_Trecho da fonte_.
Estava aqui preocupada de não ter decidido que escrever, e ai meu deus que passou de 57 de março e ainda não escrevi nada novo, mas são tantos temas, tantos assuntos, tantas coisas na cabeça que só de pensar em como organizar isso num texto coerente ia me levar uma tarde inteira (levou mais que isso), tudo para um texto que talvez ninguém leia, e, se ler, vai guardar para si, deixar afundar no silêncio ou ser soterrado por uma avalanche de informação mais interessante, afinal temos que andar logo com isso porque PRECISO atualizar minha timeline para ver se mais algum bebê nasceu dos meus amigos nos últimos trinta minutos.
Talvez eu só precisasse ser rápida, mandar um e-mail com um oi, olha só o que estou fazendo, só queria te mostrar isso e isso, rápida e verdadeira, é isso; porque ninguém tem mais tempo e eu não tenho mais paciência para essa eterna burocracia que têm sido as relações, em que temos que usar essas máscaras e cumprir esses papéis e protocolos para mantermos contato, mas sem nos aproximar demais porque cansa, né?
Toda essa preocupação com o que escrever (e se seria interessante ou não) quando eu só queria ter uma conversa franca, puxar uma cadeira, te convidar para sentar e ter um papo sincero, enquanto lá fora é um eterno 1º de Abril por todos os lados. Mas quando não é 1º de Abril na internet? Quando não temos alguém ocupado com as engrenagens de inventar mentiras ou editar a verdade para apresentar algo que consiga mais likes, mais audiência, mais reconhecimento? Honestidade não faz muito sucesso.
Nessa minha longa experiência com Comunicação, percebi que, para quanto mais gente você fala, mais você precisa ser superficial e neutro. Para conseguir o entendimento de mais pessoas, é preciso nivelar o discurso por baixo, e é isso o que a TV faz há eras e que o Youtube, que seria um espaço revolucionário, também começou a fazer. Tudo pela audiência.
Não vou mentir: é um bocado frustrante saber o que fazer para ter mais evidência, mais gente seguindo (o que não necessariamente significa mais leitores), mais participação em espaços relevantes, ou em que estilo ou qual tipo de assunto escrever para ter mais compartilhamentos ou mesmo mais livros vendidos. O problema é que isso envolve nivelar o discurso por baixo, ter que criar uma mentira de mim mesma, algo que não estou disposta a fazer porque ser famosa é algo muito pequeno em comparação ao que acontece quando uso da literatura e da arte para atingir uma verdade.

_Informações fornecidas_.
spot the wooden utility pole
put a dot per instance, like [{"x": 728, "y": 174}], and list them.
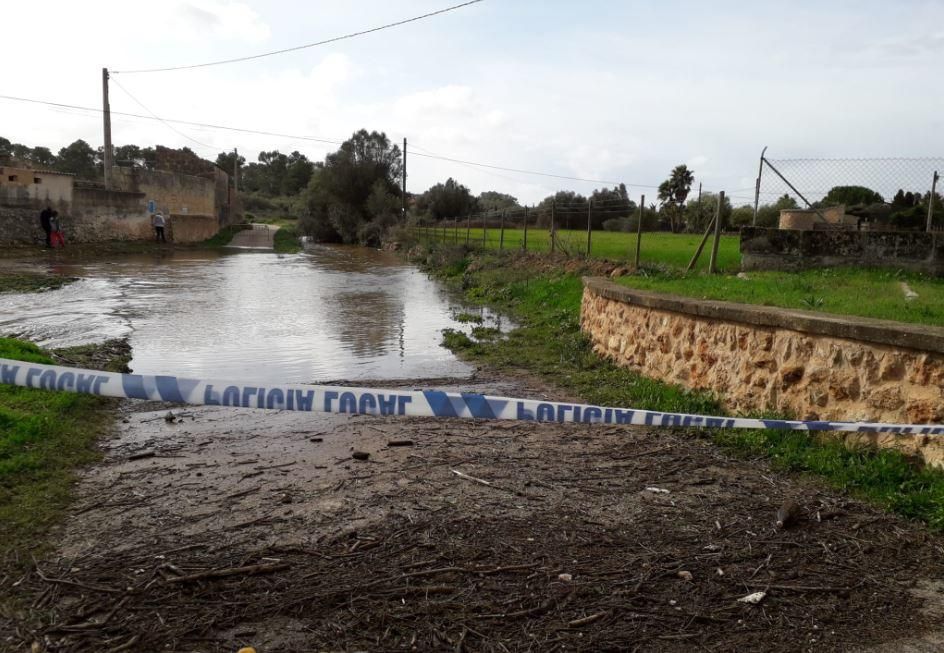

_Instrução 1_.
Reescreva de forma mais concisa o parágrafo do trecho que começa com "Nessa minha longa experiência com Comunicação", mantendo suas ideias principais.
_Instrução 2_.
Dê continuidade ao trecho sobre honestidade e audiência na internet, começando logo após a última frase dele.

_Resposta final 1_.
Minha experiência em Comunicação mostrou que, quanto maior o público, mais superficial e neutro precisa ser o discurso. Para que mais pessoas entendam, é preciso nivelá-lo por baixo. A TV faz isso há eras, e o Youtube, que seria um espaço revolucionário, também começou a fazer. Tudo pela audiência.

_Resposta final 2_.
Sei que muitos dos meus leitores também têm leitores e achei importante puxar esse assunto porque talvez você também sinta isso. Não é fácil olhar para o lado de fora e ver outros criadores (de vídeos, de texto, de fotos, de quadrinhos, etc) com muito mais evidência fazendo tão pouco – ou às vezes com tanta audiência justamente por ser um babaca ou porque ódio é mais fácil vender.
Um dos problemas no Brasil é que, para alguém conseguir um reconhecimento razoável por seu trabalho, precisa atingir MILHÕES, e são nessas escalas que se mede sucesso num país continental – quando a enormidade do Brasil deveria servir outra lógica, que é ter espaço para todo mundo; mas não é bem isso o que acontece. É preciso massificar.
E talvez você também se sinta sem espaço, batalhando um tanto para no fim das contas só conseguir falar para um grupo pequeno de pessoas, e acabe se frustrando e desistindo pela falta de retorno. Tantas vezes vi gente que produzia conteúdo bacana de repente parar porque realmente não é fácil seguir adiante sem algum estímulo, sem alguém para dar um feedback positivo e nos dizer “poxa isso que você faz é daora, continue por favor”? Quem não quer receber essa aceitação e sentir que fez algo que – uau – outra pessoa entendeu e valorizou? Quem não quer crescer e fazer seu trabalho chegar a mais pessoas?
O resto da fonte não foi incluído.